Textauszug:
▶

Protest im Iran birgt Lebensgefahr. Im Dezember sorgten Hinrichtungen von Demonstranten für Entsetzen - nun wurden wieder zwei Todesurteile vollstreckt. Die Präsidentin des Europaparlaments ruft zu mehr Unterstützung derer auf, die gegen das System auf die Straße gehen.
Im Iran sind zwei weitere Demonstranten hingerichtet worden. Wie die iranische Justizbehörde am Samstag bekanntgab, wurden die beiden Männer Mohammed-Mehdi K. und Sejed-Mohammed H. in den frühen Morgenstunden gehängt. Sie sollen während der systemkritischen Proteste im November für den Tod eines Sicherheitsbeamten verantwortlich gewesen sein, so die Justiz auf ihrem Webportal Mizan. Damit steigt die Zahl der hingerichteten Demonstranten im Zuge der mehr als dreimonatigen systemkritischen Proteste auf vier.
Nach Angaben der Justizbehörde hatten die beiden Männer vor Gericht zugegeben, bei Protesten in Karadsch, einem Vorort der Hauptstadt Teheran, einen angeblich unbewaffneten Sicherheitsbeamten mit einem Messer erstochen zu haben. Der Sicherheitsmann war Mitglied der berüchtigten paramilitärischen Basidsch-Einheit der Revolutionsgarden. Das Gnadengesuch der beiden Angeklagten wurde dem Mizan-Bericht zufolge vom obersten Gerichtshof abgelehnt und das Todesurteil bestätigt.

◀

Aufgaben:
[a] Liste alle geografischen Orte auf, die im Bericht über die Hinrichtungen im Iran genannt werden.
[b] Führe den Bericht über die Hinrichtungen im Iran im Anschluss an seinen letzten Satz fort.
Die Datensätze stammen aus einer anderen Quelle als der Textauszug.

Auflistung:

▶

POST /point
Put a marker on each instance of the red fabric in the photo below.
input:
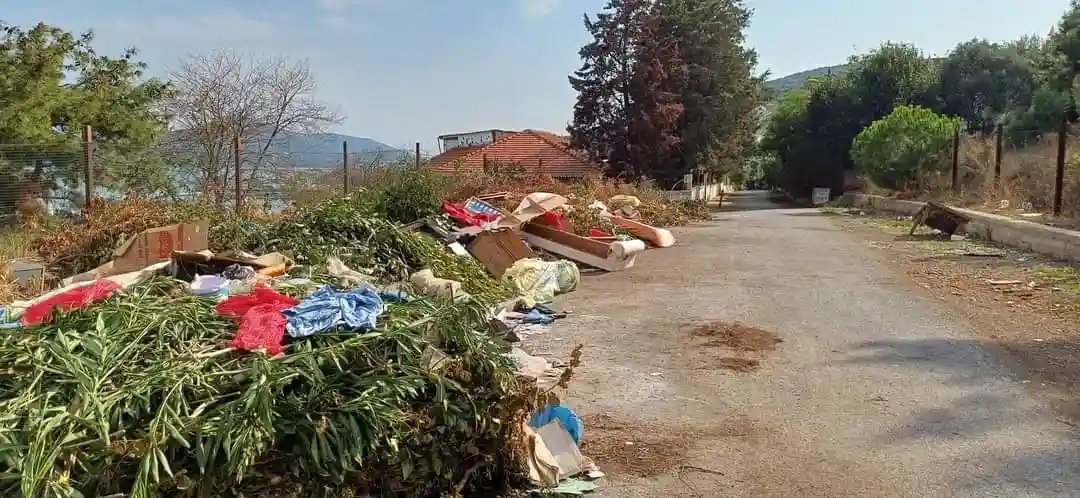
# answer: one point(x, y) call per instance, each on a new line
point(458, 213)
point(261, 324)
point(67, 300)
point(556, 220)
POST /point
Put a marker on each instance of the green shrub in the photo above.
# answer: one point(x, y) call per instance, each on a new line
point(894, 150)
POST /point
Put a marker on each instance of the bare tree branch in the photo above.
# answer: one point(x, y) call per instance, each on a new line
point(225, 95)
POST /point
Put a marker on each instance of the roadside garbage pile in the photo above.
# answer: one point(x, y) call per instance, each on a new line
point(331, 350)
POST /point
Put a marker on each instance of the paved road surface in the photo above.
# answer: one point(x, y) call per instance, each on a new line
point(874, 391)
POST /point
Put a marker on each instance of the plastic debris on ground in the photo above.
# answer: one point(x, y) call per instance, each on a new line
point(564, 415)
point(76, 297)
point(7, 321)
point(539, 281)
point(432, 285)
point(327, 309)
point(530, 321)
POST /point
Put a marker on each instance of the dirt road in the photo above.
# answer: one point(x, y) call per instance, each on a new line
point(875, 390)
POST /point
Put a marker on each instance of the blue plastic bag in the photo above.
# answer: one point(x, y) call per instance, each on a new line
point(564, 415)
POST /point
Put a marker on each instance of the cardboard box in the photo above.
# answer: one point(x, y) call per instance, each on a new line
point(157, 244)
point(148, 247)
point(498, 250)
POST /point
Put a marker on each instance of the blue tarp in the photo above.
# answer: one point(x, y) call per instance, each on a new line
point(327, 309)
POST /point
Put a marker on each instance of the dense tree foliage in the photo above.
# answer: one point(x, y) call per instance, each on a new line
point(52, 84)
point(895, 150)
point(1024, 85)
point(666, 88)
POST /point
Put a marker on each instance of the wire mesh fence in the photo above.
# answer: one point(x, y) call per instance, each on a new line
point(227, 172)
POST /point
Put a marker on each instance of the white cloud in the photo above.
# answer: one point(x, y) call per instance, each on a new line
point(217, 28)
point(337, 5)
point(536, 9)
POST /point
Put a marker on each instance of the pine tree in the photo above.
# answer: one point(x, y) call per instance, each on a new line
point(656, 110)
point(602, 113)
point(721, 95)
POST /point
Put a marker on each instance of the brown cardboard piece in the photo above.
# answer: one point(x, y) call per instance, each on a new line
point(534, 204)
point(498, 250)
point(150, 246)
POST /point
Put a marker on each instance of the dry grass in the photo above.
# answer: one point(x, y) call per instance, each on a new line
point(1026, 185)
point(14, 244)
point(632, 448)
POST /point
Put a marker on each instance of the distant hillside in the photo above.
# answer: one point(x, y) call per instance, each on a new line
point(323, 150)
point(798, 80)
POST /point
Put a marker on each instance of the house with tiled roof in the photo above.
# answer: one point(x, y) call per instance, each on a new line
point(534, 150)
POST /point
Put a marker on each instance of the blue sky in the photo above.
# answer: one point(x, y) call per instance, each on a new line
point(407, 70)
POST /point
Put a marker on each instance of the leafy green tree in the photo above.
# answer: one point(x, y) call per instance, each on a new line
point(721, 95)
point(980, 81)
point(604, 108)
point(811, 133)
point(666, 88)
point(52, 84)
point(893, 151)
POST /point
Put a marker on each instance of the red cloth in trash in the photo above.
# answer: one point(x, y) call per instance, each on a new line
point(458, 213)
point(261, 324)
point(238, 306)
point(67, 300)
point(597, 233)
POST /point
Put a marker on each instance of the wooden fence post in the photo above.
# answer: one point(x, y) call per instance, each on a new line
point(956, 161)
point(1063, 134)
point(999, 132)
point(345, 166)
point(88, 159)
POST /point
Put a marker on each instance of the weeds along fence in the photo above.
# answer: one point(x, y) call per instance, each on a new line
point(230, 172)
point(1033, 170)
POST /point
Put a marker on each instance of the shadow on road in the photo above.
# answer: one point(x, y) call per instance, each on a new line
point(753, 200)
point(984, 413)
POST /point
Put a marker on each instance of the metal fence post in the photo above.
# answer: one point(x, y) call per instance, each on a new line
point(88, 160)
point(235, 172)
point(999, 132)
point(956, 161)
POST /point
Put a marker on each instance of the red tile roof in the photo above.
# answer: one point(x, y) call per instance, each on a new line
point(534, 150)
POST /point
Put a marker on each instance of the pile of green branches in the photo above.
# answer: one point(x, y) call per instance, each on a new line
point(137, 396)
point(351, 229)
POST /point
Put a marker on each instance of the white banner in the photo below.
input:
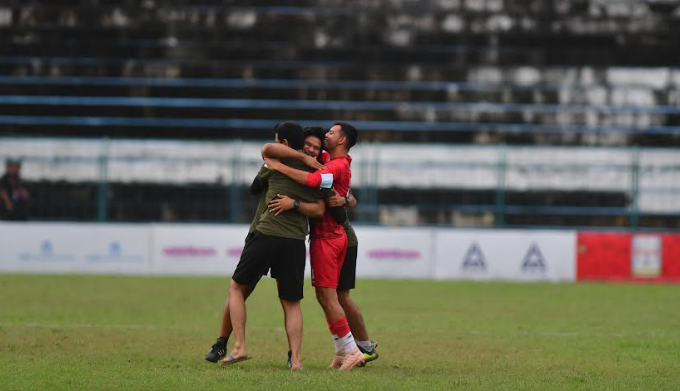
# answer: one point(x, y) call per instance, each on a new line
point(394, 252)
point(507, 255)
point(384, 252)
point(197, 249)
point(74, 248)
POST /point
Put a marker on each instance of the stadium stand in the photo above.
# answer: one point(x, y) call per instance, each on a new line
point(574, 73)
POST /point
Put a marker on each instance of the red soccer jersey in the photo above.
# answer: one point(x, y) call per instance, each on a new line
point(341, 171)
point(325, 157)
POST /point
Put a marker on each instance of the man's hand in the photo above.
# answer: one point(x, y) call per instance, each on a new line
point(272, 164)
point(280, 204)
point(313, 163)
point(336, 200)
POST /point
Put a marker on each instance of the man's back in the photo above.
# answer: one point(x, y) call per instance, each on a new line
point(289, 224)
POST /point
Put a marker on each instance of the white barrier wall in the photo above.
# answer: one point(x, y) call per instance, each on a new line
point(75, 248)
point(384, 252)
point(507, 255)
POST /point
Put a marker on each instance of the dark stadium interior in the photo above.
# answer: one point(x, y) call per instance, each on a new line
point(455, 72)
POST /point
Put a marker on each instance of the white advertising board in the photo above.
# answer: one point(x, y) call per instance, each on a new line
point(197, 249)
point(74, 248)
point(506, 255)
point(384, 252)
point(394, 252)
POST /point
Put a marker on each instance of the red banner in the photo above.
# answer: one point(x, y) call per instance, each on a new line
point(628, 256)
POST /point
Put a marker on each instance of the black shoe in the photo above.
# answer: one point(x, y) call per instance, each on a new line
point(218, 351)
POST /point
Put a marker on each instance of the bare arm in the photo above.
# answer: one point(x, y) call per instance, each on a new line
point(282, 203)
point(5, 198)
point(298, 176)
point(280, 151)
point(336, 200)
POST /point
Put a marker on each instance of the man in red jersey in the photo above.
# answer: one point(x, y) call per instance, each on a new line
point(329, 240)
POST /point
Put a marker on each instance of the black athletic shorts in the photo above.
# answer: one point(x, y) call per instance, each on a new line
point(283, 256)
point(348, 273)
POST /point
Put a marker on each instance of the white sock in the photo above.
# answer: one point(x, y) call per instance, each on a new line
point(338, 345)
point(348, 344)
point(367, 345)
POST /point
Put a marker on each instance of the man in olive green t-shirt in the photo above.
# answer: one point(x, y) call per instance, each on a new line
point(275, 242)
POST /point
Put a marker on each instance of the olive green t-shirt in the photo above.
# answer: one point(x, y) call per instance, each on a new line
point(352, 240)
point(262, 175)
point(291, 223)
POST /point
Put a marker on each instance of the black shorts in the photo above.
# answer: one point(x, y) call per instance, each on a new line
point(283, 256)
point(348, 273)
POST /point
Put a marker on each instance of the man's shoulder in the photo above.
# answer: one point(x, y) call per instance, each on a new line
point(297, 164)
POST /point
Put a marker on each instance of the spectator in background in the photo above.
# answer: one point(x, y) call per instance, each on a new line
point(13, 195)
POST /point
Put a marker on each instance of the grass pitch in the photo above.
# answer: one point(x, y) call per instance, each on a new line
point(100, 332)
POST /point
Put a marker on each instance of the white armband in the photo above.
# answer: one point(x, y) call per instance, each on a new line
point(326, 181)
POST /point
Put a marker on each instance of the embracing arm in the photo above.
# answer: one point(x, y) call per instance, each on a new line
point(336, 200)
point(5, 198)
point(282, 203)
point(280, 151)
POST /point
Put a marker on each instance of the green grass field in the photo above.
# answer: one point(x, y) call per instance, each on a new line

◀
▶

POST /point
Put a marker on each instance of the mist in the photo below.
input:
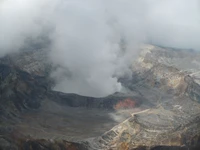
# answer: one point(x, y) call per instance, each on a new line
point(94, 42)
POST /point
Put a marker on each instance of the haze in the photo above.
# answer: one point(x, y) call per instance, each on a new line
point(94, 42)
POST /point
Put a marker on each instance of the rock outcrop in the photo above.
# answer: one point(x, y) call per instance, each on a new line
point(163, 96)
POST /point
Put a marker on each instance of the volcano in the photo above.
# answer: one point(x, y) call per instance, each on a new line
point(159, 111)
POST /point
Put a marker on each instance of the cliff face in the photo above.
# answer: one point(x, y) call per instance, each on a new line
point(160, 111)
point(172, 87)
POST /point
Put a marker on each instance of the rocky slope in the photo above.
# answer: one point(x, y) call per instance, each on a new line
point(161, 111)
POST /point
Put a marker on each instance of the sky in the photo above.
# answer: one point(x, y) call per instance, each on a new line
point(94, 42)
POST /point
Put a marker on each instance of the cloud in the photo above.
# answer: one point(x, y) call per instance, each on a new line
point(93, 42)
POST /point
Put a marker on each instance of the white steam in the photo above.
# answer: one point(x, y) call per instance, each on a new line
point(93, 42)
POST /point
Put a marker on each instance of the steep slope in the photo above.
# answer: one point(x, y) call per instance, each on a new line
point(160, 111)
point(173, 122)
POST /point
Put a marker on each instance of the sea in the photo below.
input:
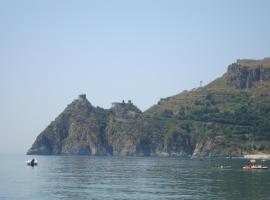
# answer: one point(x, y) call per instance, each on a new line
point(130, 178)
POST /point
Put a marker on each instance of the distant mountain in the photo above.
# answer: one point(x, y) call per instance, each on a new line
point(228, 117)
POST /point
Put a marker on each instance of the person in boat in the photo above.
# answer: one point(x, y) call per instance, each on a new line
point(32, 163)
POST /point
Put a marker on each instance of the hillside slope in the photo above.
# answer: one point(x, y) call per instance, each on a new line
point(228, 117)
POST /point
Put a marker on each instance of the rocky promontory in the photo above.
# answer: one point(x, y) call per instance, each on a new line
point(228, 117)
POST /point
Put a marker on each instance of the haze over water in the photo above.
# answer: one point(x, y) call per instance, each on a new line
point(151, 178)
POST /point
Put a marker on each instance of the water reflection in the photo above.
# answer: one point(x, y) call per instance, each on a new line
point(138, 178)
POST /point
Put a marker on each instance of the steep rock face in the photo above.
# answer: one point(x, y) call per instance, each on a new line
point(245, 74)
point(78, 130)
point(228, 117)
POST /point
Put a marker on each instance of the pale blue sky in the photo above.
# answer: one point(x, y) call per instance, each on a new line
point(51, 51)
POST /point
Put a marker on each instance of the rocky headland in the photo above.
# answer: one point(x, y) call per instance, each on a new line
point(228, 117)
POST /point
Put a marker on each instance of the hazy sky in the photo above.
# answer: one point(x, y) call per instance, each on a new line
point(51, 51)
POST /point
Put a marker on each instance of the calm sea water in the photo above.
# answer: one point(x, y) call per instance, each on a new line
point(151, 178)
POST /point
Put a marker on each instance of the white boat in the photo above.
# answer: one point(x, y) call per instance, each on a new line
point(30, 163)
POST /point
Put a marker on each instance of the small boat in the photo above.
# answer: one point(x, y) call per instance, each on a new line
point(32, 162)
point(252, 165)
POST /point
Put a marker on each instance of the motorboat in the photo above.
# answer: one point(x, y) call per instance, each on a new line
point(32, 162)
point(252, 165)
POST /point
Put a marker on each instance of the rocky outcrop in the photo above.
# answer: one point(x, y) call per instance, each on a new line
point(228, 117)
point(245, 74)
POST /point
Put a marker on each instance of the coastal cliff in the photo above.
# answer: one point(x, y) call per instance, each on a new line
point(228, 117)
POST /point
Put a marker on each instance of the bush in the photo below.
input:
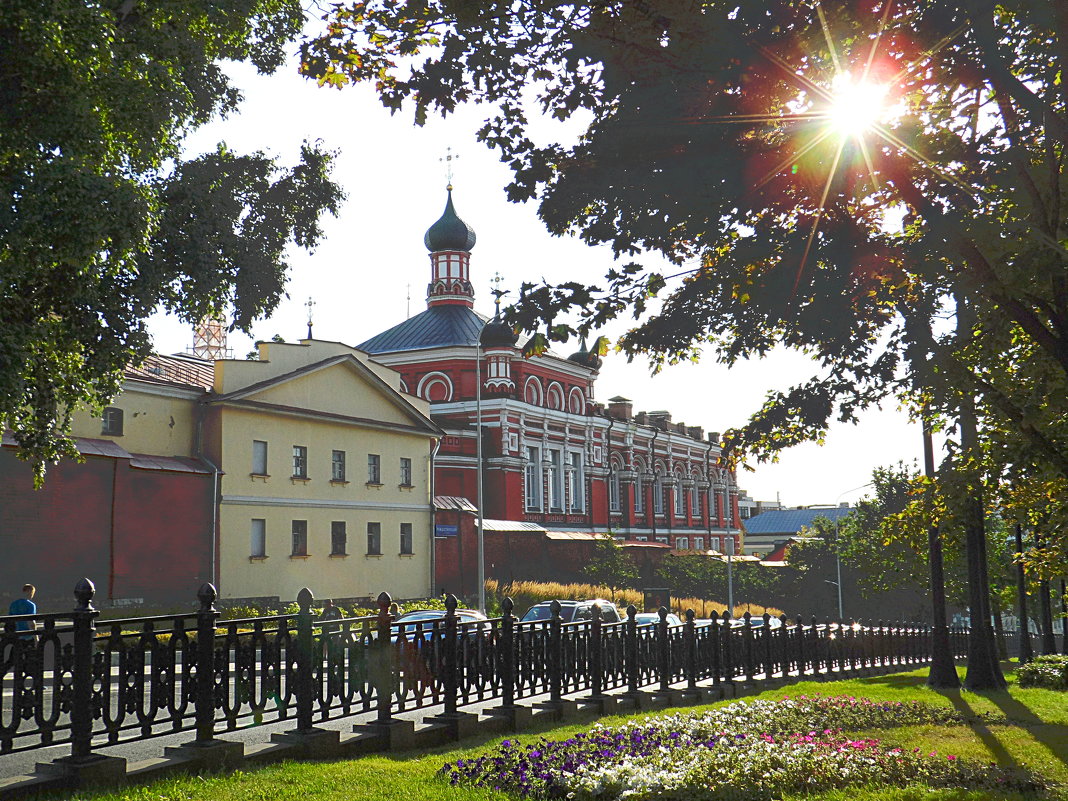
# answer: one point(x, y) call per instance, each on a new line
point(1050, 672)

◀

Lösungen:
[a] Iran, Karadsch, Teheran

[b]
Hinrichtungen sorgen international für Entsetzen
Im Zuge der landesweiten Proteste waren im Dezember bereits Todesurteile gegen den Rap-Musiker Mohsen S. und Madschid-Resa R. wegen angeblichen Mordes und versuchten Mordes an zwei Basidsch-Mitgliedern vollstreckt worden. Die Hinrichtungen sorgten im In- und Ausland für Entsetzen. Die EU beschloss daraufhin auch wegen der schweren Menschenrechtsverletzungen weitere Sanktionen gegen den Iran.
Die jüngsten Sanktionen haben laut Experten die bereits akute Wirtschaftskrise und die Inflation noch weiter verschärft. Die nationale Währung Rial hat nach den Protesten über 25 Prozent an Wert verloren. Angesichts der Entwicklungen im Land ist kein Ende der Finanzkrise in Sicht. Einige Beobachter befürchten gar einen Wirtschaftskollaps in dem ölreichen Land.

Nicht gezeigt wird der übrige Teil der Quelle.